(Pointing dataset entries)
_ _ _ _ _

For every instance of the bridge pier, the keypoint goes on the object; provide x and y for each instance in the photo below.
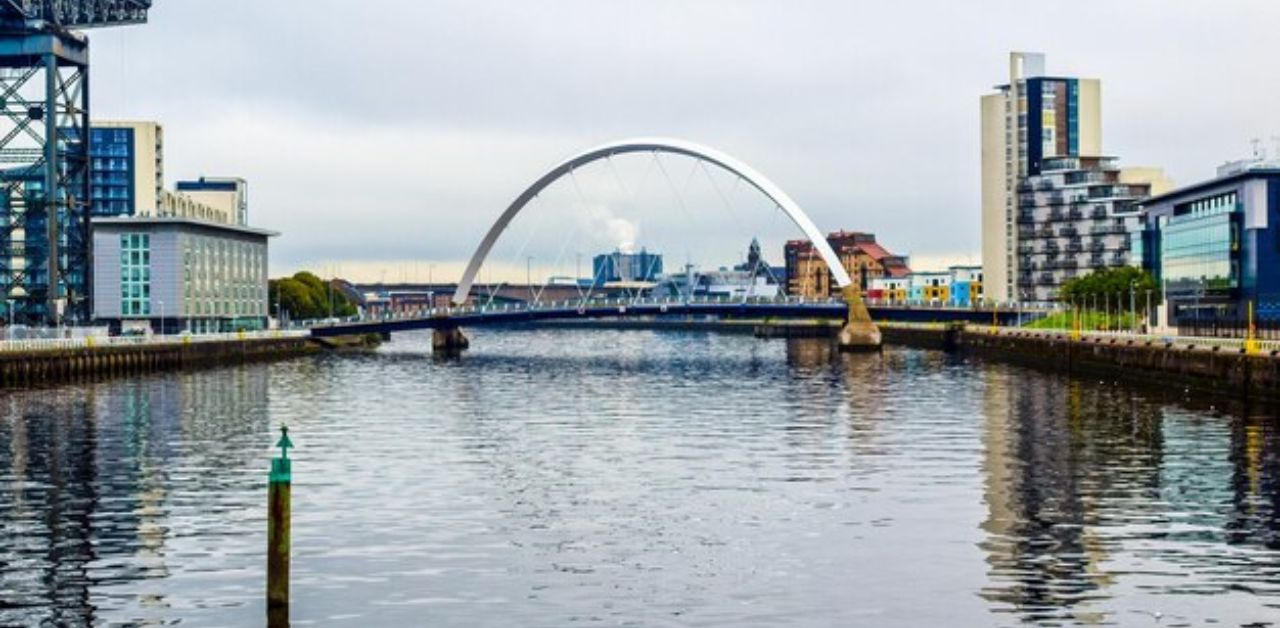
(449, 340)
(859, 333)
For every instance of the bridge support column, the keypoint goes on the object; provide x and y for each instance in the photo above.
(859, 331)
(449, 340)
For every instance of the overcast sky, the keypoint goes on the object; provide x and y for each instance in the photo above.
(382, 134)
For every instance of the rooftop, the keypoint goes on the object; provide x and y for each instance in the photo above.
(182, 221)
(1212, 183)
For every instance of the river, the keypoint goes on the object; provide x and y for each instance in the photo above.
(557, 477)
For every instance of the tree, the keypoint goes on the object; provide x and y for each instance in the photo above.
(305, 296)
(1107, 283)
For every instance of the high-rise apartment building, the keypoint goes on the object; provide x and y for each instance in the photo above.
(1028, 120)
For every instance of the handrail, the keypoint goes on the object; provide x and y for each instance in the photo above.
(36, 344)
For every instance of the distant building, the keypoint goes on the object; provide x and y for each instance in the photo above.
(967, 288)
(894, 290)
(626, 267)
(228, 195)
(1215, 246)
(1074, 218)
(1052, 206)
(173, 261)
(173, 274)
(808, 275)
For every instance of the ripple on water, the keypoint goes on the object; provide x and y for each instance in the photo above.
(640, 478)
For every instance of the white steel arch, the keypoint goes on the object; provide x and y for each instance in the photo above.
(653, 145)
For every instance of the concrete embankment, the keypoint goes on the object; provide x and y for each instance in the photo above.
(758, 328)
(1201, 365)
(44, 366)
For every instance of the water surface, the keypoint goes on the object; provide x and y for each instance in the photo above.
(557, 477)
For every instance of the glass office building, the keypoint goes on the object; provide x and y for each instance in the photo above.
(1215, 247)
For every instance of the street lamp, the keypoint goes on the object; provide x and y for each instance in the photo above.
(529, 276)
(1133, 307)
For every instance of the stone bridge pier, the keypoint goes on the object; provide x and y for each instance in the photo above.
(859, 333)
(449, 340)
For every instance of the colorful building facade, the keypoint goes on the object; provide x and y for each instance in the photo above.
(859, 253)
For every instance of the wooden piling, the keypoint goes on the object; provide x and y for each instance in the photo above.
(279, 494)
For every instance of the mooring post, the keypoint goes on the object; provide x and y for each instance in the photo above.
(279, 489)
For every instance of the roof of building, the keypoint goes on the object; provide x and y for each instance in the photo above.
(182, 221)
(1212, 183)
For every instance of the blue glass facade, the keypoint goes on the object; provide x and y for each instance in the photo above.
(112, 177)
(1215, 247)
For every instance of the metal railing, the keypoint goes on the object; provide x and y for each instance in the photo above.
(1130, 338)
(37, 344)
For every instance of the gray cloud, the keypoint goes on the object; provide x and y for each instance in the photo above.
(396, 131)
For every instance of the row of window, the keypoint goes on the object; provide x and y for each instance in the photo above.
(135, 274)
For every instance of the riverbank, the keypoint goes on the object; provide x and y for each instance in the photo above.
(1207, 365)
(44, 362)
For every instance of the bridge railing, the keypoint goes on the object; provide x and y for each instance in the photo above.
(39, 344)
(540, 306)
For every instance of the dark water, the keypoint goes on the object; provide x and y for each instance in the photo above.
(635, 478)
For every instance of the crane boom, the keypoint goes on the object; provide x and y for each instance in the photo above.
(76, 13)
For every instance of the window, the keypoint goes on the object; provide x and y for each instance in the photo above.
(135, 274)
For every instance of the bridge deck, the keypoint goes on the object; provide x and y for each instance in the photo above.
(515, 315)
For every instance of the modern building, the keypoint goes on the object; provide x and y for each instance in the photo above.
(1052, 205)
(127, 178)
(808, 275)
(126, 166)
(1214, 247)
(176, 274)
(228, 195)
(1074, 218)
(169, 261)
(1029, 119)
(626, 267)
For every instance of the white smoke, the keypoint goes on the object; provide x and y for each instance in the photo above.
(603, 224)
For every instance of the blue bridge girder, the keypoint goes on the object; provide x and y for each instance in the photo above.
(517, 314)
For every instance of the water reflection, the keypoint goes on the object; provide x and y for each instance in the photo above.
(86, 477)
(1105, 503)
(647, 478)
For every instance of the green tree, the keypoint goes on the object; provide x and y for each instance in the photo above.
(1107, 284)
(305, 296)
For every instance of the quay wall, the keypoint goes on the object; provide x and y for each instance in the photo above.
(1191, 363)
(36, 367)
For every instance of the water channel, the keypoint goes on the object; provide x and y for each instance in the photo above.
(557, 477)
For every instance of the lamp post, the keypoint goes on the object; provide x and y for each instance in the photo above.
(1133, 307)
(529, 276)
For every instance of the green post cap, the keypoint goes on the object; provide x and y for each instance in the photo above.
(284, 443)
(282, 467)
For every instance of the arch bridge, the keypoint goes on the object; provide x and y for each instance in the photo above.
(859, 331)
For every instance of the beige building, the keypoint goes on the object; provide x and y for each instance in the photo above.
(1032, 118)
(127, 179)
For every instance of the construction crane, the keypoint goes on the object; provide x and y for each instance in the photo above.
(45, 201)
(76, 13)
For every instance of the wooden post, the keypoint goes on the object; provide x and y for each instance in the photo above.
(279, 489)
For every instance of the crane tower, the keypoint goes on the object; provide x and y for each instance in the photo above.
(45, 182)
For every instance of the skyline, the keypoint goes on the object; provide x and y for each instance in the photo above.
(406, 150)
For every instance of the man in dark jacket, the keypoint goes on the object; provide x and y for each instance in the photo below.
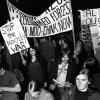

_ _ _ _ _

▶ Task brief:
Pull out every line in the entries above that contains the word "pier", and copy each of those lines in full.

▶ The response:
For every instance of the bridge pier, the keypoint goes on the object; provide x and y for each instance in the photo below.
For every instance of the stone bridge pier, the keypoint goes on the object; provide x and y for each instance in the photo above.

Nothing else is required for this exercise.